(Source data)
━━━━━━

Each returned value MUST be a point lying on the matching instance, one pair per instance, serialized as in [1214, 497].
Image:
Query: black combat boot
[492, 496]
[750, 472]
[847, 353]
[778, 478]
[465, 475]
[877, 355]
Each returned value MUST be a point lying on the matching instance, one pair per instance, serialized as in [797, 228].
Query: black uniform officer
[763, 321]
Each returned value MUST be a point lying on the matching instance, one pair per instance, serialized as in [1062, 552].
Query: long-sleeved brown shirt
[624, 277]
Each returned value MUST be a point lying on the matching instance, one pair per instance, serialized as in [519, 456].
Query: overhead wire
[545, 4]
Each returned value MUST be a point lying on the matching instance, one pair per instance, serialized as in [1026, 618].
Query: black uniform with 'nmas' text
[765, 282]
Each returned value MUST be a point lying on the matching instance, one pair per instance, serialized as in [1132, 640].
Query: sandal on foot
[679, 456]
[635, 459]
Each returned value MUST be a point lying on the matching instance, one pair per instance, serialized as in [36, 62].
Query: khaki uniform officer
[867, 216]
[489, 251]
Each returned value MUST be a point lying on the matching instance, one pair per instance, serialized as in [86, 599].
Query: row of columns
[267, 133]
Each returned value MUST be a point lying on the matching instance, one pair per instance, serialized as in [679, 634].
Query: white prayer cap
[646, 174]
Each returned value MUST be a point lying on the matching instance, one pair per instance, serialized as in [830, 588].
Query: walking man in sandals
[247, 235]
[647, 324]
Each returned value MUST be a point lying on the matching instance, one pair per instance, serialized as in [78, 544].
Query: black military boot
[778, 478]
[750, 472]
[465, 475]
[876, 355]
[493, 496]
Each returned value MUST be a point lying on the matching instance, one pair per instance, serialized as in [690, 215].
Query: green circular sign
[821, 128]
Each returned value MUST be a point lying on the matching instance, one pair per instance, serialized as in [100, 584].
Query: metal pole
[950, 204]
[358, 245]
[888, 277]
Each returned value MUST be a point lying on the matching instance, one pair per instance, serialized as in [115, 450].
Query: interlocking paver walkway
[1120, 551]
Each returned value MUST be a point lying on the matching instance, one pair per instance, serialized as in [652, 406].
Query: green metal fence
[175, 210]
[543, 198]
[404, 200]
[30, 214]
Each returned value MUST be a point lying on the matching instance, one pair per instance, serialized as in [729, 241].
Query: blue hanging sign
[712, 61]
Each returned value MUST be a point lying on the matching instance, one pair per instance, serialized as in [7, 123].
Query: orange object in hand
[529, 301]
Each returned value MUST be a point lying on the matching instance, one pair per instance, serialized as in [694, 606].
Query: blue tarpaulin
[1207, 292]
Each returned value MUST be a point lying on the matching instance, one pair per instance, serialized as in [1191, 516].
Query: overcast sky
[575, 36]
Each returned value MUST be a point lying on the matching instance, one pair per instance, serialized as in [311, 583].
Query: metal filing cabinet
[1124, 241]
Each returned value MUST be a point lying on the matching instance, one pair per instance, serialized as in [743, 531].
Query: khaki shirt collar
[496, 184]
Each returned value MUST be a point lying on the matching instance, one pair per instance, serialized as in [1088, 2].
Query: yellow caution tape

━━━━━━

YOUR INSTRUCTIONS =>
Reproduce each record shown above without altering a single word.

OUTPUT OF THE EXERCISE =>
Each returned value MUST be a point lying on the matching instance, one pair per instance, serialized as in [1214, 497].
Image:
Query: black combat boot
[492, 496]
[750, 472]
[847, 353]
[778, 478]
[465, 475]
[877, 355]
Each returned value MUST be a point lying on the matching instance, one pair per instance, serialized as in [797, 228].
Query: black uniform officer
[763, 321]
Each returned value MUST be a point lying on the matching instance, one pair per instance, serialized as in [1062, 552].
Query: long-sleeved brown shirt
[624, 277]
Each returned value MUST be a point lying on the matching instance, one pair per instance, serialized as in [519, 456].
Query: overhead wire
[545, 4]
Each returned value MUST be a point lying on the matching instance, one pair per instance, serialized as in [1026, 618].
Query: black uniform with 'nmas' text
[765, 282]
Each returned value MUST be a point lying on the matching instance, one pair per instance, serialized as in [1132, 640].
Query: sandal on foot
[679, 456]
[635, 459]
Each returned value MUST be a point lying on the matching instance, one pair per instance, serialized as in [36, 62].
Query: khaki uniform officer
[867, 216]
[489, 251]
Each returned value MUST be a point lying on the matching instance, one pair per instance, serialized as in [86, 599].
Query: row of columns
[267, 133]
Each returned value MUST be a point lying on the matching instance, one pair per instance, serialized as in [679, 634].
Query: white prayer cap
[646, 174]
Each returned value MUST be a point lying on the matching instance, one pair per instance, serialized as in [830, 588].
Query: walking man in sandals
[247, 235]
[647, 324]
Each returned value MUST be a point lying on the matching instance, one pair per instance, serialized as in [78, 544].
Query: black military boot
[778, 478]
[750, 472]
[465, 475]
[876, 355]
[493, 496]
Each returned value MUST be a point lying on the matching instance, one pair per instance, serialized as in [690, 215].
Query: green circular sign
[821, 128]
Each returned value MUST be a point lying on the matching instance, one pair per instance, serialized as in [100, 584].
Query: metal pole
[950, 204]
[358, 245]
[888, 277]
Each returned value MUST be a point lying on the matching instance, one pair per instance, serialized as in [115, 450].
Query: interlocking paver walkway
[1120, 551]
Each returned value MUST be a point lying on the matching instance, one pair per instance, serialized as in [652, 406].
Query: green metal fence
[175, 210]
[543, 198]
[404, 200]
[30, 214]
Each returned value MUST be a point lying on the matching instance, one pair per instance, serialized as in [729, 241].
Query: blue hanging sign
[712, 61]
Each returned value MUST be a point lying on the matching instance, one pair per instance, serialized as in [7, 123].
Query: orange object in hand
[529, 301]
Each returned value MUST be a point lying on the matching instance, one pair per instance, serialized as in [694, 606].
Query: blue tarpaulin
[1207, 292]
Each returned value MUST be a point lying on the matching instance, one pair per instance, serialized as in [1191, 516].
Query: overcast sky
[575, 36]
Each returned value MUST be a point lying on the matching instance, one pair per instance, serialized as in [311, 583].
Query: metal filing cabinet
[1124, 241]
Each returned value MUST be a point lying on the matching instance, one pair per instance, serialized as in [743, 531].
Query: khaki shirt collar
[496, 184]
Each returned value MUST be a point lying on the matching instance, one pair per instance, serialized as in [1088, 2].
Query: yellow caution tape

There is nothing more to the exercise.